PROVIDED TEXT section start
But then what we also have to do is, again, the size of the bars change, convert in the off-season very effectively, get the capital in place for both productivity and additional capacity, which by the way, we will be leveraging in existing facilities. So there’s some method to our madness as we walk through that. And I mean that will be something that will unfold over our next quarters and conversations. But that’s how I’m looking at it. That’s how Scott and I are managing the team and the operations on that.
Got it. And that’s helpful. So just as a follow-up to that on the volume side, with those capacity investments that you talked about, should we expect that, that incremental margin just on volume to get better, get worse? Obviously, the…
It should get better.
Play there besides capacity investment. Okay, got it.
You’re right, we should be leveraging that.
Yes. A lot of our improvements come through kind of that contribution margin side of the house. So that should play out there as well.
PROVIDED TEXT section end
**ACTIVITY:**
Extend the earnings call exchange about capacity investments and margins, starting after its last line.
RECORDS PROVIDED section start
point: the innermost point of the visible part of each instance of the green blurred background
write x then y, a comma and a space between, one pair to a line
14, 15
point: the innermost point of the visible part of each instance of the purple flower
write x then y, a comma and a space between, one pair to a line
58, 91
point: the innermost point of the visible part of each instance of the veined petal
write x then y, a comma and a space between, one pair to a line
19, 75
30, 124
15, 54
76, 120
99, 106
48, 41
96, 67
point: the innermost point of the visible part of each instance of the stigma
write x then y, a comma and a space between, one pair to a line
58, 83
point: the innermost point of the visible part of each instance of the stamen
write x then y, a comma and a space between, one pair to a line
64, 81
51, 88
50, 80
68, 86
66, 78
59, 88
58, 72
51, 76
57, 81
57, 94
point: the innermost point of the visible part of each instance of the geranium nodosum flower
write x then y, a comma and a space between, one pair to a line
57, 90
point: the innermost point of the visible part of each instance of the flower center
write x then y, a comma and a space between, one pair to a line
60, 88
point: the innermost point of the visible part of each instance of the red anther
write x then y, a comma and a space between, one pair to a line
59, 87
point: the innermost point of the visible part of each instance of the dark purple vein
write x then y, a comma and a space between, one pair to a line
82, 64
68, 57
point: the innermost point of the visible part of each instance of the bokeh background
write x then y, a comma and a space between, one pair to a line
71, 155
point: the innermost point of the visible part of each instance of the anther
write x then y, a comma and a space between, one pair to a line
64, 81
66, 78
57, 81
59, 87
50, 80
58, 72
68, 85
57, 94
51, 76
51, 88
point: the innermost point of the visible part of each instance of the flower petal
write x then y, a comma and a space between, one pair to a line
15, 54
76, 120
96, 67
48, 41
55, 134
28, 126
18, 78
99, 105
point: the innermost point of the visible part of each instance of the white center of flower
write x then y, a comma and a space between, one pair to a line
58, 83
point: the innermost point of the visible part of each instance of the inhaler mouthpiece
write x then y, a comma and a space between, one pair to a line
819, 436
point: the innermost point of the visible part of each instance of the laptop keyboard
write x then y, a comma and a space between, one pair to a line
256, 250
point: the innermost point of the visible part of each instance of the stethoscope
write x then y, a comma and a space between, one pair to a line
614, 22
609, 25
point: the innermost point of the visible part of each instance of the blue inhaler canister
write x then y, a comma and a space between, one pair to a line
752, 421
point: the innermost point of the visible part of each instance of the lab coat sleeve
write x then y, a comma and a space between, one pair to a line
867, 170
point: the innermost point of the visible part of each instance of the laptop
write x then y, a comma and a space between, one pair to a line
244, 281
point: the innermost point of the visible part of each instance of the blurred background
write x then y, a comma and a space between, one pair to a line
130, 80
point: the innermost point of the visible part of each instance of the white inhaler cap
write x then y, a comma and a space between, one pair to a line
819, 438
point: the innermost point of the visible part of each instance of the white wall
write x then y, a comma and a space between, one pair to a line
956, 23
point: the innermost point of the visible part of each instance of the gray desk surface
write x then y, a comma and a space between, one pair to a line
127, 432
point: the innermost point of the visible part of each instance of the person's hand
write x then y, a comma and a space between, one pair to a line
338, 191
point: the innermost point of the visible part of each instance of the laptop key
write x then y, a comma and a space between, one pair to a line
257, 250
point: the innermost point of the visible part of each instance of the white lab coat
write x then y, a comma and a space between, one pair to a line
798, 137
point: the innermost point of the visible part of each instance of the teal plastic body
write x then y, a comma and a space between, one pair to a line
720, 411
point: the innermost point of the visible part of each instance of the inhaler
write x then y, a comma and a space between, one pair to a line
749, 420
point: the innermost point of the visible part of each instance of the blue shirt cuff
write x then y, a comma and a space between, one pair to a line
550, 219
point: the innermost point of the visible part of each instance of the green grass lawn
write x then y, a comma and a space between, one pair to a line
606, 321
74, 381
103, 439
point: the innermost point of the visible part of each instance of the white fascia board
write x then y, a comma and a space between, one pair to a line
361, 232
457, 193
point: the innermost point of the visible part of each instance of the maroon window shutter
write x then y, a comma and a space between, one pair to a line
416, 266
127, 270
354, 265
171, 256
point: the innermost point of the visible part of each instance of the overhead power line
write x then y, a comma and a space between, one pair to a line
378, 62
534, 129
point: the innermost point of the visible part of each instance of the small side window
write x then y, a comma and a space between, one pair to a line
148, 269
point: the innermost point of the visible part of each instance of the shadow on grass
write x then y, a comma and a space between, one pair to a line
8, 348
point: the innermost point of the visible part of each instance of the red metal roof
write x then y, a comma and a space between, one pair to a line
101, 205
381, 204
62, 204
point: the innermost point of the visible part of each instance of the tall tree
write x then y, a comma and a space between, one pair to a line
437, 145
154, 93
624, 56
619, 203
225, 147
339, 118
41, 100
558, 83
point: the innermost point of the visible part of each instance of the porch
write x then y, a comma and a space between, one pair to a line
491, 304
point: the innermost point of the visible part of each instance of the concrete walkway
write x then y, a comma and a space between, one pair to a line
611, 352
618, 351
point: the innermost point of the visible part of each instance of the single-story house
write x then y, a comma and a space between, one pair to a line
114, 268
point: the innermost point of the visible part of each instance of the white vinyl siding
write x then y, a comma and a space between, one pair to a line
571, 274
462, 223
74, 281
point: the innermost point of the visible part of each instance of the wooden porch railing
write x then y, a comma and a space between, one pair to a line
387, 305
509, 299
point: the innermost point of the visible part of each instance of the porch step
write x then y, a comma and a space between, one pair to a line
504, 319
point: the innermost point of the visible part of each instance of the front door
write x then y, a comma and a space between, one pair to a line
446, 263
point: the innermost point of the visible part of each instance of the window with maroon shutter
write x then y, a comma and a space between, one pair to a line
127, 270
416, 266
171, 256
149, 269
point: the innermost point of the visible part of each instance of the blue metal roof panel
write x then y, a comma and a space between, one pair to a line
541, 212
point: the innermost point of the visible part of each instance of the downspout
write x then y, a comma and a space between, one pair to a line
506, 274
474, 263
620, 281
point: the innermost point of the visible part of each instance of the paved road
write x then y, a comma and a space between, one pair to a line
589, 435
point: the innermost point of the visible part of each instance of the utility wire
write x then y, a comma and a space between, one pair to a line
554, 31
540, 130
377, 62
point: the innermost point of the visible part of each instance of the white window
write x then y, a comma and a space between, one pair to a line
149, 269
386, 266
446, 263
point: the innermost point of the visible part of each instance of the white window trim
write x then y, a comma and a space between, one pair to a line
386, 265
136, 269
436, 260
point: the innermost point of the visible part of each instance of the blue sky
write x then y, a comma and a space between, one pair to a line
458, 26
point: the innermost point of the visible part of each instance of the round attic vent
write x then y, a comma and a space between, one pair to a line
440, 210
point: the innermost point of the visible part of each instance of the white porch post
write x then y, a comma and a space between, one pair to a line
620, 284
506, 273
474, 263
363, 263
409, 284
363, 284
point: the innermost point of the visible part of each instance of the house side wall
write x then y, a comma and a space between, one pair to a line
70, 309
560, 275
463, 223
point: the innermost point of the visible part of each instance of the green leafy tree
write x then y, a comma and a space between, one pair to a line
RECORDS PROVIDED section end
**WRITTEN ANSWER:**
No, you’re right. You’re right. I mean we’re starting up a piece of equipment this week. And we have big expectations for that piece of equipment as we move into next quarter and the next year. And I can tell you, at 5:30 Eastern Time, 4:30, that plant manager’s time, he was already on the e-mail, us going back and forth, ramping up that piece of equipment. And the challenges you face in that and how we’re kind of doing it, but this guy is right on top of it. And I’m really proud of how they’re tackling that. And we’re going to go through more of those over the next year at both Infiltrator and at ADS as we ramp that stuff up. And that will give us that better surging capacity. It will leverage those facilities very nicely, as you said. And then we need to really walk up that curve of productivity with those new assets.
And we have no further questions at this time. Gentlemen, do you have any closing remarks?
Yes. I’ll make some closing remarks. We really appreciate everyone joining the call and the questions and the quality of questions, very, very good. And we appreciate that opportunity to kind of give more color. We’ll continue to focus on the health and safety of our employees. It’s really important for us now, particularly as we move into this kind of Thanksgiving, Christmas season, the wintertime, providing essential stormwater management and on-site septic wastewater solutions. For our customers and communities, we think that will continue to be in good shape and an essential activity.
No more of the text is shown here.